Data for analysis Block Start

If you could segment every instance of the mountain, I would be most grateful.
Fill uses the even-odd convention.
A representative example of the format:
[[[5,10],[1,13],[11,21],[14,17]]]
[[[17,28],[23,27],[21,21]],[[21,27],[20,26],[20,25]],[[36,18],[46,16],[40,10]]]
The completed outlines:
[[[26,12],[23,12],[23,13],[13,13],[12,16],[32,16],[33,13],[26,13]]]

Data for analysis Block End

Transcribe only what runs from the line with "Fill uses the even-odd convention." to the last line above, keeping every line exactly as written.

Fill uses the even-odd convention.
A representative example of the format:
[[[5,10],[1,13],[11,21],[14,17]]]
[[[17,28],[23,27],[21,21]],[[21,27],[20,26],[20,25]],[[36,18],[46,16],[40,10]]]
The completed outlines:
[[[26,12],[23,12],[23,13],[13,13],[12,16],[32,16],[33,13],[26,13]]]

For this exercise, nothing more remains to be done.